WHAT THE EXERCISE ASKS
The records sit below. Return every line in them that holds the word "range".

### EXTRACTED MATERIAL

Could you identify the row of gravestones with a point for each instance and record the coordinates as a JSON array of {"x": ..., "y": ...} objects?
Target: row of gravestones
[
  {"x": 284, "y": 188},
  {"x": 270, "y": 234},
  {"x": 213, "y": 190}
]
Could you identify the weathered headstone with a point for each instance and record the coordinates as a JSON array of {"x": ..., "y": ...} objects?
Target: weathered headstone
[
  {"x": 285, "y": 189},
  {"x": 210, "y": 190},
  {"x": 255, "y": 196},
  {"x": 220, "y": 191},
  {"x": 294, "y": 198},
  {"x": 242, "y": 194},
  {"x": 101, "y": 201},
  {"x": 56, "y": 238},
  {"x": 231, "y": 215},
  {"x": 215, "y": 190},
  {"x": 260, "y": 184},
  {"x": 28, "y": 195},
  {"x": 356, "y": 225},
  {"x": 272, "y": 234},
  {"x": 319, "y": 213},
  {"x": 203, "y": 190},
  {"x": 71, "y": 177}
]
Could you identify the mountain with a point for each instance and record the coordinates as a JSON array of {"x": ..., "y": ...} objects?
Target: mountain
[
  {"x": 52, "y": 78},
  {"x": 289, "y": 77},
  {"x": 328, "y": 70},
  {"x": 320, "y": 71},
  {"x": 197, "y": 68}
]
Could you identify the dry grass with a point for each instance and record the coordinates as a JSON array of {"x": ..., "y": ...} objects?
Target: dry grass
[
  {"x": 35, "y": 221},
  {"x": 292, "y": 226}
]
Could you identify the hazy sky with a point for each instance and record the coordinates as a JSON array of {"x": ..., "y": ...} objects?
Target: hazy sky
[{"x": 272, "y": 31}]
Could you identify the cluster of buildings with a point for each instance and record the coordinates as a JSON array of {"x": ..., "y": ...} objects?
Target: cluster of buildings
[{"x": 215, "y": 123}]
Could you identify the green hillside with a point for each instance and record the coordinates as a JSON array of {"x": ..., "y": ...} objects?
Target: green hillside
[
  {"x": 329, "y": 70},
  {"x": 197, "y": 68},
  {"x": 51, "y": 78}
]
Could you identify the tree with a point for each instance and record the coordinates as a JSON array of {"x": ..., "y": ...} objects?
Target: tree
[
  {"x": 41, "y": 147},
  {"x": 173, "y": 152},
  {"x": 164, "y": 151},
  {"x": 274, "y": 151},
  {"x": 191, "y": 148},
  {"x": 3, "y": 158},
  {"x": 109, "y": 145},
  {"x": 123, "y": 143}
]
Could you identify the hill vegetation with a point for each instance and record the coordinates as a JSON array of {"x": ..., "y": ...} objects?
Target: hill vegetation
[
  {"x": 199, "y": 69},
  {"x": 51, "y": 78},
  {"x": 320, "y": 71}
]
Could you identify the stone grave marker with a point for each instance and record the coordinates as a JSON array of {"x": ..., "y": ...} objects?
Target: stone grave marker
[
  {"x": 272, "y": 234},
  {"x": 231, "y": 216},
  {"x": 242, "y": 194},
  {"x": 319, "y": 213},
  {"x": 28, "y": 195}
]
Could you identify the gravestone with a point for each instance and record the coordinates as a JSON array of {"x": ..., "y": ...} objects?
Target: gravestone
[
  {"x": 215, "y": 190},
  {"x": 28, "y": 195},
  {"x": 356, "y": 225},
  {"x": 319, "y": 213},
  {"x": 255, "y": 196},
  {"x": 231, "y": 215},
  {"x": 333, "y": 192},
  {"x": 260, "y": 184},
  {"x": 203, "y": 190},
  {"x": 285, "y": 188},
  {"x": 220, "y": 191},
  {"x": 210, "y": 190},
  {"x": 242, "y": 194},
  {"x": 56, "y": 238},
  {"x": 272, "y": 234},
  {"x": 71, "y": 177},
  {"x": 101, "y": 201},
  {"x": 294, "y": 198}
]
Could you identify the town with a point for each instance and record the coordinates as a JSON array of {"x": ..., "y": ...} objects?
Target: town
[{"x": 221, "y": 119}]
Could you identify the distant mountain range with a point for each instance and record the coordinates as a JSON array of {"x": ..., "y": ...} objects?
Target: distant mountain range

######

OUTPUT FOR THIS TASK
Could you identify the distant mountain range with a point for each instance and record the coordinates as a JSON array of {"x": ..., "y": ...} objects?
Target: distant mountain range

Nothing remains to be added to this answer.